*Assignment*:
From the data, return each line holding the word "fence".

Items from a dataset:
————————

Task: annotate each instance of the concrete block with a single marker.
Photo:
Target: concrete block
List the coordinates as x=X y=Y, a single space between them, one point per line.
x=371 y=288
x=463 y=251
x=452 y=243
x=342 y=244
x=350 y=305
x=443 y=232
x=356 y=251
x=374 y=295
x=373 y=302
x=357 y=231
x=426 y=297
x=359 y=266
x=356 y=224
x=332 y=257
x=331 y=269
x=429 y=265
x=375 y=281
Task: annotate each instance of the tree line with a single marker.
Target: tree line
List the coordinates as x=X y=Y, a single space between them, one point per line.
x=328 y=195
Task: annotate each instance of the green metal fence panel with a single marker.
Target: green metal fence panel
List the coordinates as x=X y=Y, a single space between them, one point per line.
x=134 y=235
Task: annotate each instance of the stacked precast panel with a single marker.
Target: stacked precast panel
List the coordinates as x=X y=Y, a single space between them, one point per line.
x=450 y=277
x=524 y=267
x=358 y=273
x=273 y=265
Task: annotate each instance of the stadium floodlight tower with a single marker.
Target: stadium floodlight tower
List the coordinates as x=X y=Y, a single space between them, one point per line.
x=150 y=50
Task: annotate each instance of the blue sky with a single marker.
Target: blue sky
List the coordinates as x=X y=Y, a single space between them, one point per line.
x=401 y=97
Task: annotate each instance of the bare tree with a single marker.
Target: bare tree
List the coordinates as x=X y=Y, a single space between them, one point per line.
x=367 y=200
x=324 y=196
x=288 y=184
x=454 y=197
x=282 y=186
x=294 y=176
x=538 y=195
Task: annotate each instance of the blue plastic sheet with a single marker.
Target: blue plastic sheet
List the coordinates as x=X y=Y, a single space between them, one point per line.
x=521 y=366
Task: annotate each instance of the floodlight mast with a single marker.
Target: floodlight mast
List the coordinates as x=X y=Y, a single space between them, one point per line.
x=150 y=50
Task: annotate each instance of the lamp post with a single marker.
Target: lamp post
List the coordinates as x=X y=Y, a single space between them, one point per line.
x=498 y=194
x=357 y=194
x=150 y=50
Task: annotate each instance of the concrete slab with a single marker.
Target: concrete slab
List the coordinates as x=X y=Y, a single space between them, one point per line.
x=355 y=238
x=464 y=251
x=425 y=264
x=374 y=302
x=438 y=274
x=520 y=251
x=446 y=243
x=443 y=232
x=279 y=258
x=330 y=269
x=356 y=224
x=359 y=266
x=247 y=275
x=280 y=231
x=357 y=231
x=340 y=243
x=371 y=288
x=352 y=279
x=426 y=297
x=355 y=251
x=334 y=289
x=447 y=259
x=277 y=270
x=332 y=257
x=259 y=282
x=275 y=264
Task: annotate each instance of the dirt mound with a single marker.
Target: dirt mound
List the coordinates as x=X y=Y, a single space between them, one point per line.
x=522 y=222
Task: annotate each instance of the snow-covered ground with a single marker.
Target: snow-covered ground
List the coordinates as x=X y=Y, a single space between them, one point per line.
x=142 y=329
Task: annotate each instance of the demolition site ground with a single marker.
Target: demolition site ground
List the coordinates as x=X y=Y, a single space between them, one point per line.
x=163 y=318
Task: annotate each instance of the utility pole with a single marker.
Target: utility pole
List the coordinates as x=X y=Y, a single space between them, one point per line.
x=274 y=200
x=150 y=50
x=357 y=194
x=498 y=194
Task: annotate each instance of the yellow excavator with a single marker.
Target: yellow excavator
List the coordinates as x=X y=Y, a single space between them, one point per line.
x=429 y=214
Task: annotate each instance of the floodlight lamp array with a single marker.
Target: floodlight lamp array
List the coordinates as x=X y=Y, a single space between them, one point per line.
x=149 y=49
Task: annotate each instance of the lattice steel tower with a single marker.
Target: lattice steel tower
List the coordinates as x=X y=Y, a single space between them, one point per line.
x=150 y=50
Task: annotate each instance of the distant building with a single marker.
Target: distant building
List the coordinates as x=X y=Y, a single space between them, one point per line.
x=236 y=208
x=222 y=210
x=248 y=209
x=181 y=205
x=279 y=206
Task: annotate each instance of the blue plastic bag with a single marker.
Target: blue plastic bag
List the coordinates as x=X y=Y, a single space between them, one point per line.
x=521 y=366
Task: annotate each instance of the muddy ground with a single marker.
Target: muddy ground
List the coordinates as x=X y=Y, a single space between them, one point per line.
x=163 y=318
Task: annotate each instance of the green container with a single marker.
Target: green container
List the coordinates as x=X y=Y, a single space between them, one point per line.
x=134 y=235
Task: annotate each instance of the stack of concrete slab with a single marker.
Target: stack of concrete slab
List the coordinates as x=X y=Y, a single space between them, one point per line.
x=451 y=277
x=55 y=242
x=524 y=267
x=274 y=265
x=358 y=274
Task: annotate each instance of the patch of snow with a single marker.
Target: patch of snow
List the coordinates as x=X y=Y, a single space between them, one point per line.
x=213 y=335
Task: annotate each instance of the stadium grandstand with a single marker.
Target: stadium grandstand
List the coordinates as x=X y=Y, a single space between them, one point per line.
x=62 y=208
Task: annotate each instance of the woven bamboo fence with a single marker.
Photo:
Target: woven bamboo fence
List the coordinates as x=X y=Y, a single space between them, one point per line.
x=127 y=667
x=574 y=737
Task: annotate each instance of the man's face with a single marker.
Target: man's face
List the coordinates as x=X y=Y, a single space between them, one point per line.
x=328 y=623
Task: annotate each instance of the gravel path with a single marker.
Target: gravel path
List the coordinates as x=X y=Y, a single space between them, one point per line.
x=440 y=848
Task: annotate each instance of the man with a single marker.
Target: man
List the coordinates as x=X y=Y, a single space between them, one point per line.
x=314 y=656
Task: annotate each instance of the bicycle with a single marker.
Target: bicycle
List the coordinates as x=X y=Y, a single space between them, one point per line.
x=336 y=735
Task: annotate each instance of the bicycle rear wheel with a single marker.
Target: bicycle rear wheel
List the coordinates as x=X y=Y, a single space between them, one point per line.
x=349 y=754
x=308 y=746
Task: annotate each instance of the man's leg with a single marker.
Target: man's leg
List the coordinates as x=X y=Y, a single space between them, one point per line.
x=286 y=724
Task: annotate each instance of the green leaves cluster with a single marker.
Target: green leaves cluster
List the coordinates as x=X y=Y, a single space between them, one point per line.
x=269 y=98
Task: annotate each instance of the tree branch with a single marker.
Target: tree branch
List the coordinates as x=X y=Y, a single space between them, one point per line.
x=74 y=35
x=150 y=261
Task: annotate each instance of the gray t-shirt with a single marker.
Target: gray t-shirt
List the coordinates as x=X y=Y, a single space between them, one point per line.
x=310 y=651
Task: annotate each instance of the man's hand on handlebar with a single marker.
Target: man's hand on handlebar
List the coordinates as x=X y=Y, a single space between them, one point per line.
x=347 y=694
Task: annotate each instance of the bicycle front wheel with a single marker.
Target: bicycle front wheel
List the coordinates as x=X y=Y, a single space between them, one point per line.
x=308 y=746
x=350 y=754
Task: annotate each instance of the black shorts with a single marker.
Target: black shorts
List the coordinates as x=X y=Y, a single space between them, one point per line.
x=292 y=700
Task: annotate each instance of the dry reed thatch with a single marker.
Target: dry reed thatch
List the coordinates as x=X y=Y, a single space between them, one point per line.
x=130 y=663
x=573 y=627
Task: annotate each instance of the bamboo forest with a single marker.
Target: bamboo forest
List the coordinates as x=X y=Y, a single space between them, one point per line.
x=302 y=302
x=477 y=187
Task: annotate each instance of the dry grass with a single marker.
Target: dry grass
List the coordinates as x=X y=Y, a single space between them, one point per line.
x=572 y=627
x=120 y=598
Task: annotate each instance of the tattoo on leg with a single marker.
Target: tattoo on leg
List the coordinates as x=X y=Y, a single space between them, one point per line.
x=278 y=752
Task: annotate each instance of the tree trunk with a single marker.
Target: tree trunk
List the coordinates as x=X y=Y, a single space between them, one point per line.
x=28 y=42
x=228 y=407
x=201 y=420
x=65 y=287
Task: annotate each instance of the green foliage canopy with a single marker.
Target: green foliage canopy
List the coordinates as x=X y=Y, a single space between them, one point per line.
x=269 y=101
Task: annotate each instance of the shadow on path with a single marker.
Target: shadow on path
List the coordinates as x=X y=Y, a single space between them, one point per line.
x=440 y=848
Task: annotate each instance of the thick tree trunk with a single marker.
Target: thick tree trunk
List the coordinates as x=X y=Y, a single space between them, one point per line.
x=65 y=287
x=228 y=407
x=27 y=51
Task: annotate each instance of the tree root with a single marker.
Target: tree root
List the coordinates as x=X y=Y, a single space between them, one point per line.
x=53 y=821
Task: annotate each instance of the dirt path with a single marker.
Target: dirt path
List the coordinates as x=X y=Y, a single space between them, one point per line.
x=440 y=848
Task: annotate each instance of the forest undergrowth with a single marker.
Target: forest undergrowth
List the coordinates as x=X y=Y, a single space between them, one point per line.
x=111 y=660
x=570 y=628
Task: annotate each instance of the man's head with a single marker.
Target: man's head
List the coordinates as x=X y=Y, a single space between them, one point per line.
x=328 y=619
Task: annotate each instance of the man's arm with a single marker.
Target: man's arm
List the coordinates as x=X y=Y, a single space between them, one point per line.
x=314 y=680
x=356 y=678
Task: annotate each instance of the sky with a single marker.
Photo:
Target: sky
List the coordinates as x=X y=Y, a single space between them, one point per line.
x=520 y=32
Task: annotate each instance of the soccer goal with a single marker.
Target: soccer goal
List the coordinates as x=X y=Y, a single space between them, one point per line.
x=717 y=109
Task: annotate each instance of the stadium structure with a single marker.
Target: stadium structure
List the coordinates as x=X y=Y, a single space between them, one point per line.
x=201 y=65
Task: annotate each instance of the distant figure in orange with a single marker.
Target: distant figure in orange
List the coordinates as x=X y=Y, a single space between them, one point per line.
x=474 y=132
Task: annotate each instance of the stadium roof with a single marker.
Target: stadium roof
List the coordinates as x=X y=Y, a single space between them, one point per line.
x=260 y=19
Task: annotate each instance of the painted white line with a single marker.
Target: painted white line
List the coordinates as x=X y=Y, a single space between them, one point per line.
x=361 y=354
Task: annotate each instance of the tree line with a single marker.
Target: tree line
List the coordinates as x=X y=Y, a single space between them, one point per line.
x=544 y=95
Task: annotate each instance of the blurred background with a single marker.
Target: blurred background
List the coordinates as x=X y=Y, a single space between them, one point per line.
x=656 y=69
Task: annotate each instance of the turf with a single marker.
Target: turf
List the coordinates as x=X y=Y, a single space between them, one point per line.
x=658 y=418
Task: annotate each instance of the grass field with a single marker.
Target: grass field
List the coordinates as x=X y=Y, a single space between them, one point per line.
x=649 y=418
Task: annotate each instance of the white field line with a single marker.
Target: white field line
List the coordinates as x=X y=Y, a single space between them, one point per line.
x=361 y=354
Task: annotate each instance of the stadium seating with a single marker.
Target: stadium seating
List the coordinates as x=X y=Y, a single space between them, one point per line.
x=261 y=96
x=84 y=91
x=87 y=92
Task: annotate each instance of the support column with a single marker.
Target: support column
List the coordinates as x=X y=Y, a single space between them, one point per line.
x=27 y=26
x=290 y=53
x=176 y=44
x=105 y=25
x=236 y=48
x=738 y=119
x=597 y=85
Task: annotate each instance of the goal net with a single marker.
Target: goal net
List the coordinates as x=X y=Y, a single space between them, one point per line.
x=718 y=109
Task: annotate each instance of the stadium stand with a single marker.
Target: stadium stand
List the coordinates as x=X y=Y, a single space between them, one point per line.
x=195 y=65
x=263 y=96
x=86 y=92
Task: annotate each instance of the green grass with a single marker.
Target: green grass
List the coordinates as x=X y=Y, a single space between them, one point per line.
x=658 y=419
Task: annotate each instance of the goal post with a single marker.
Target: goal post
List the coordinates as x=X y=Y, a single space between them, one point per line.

————————

*Written solution*:
Task: annotate each instance of the green metal fence panel with a single marker.
Target: green metal fence panel
Task: annotate each instance of the woven bamboo fence with a single marker.
Target: woven bamboo fence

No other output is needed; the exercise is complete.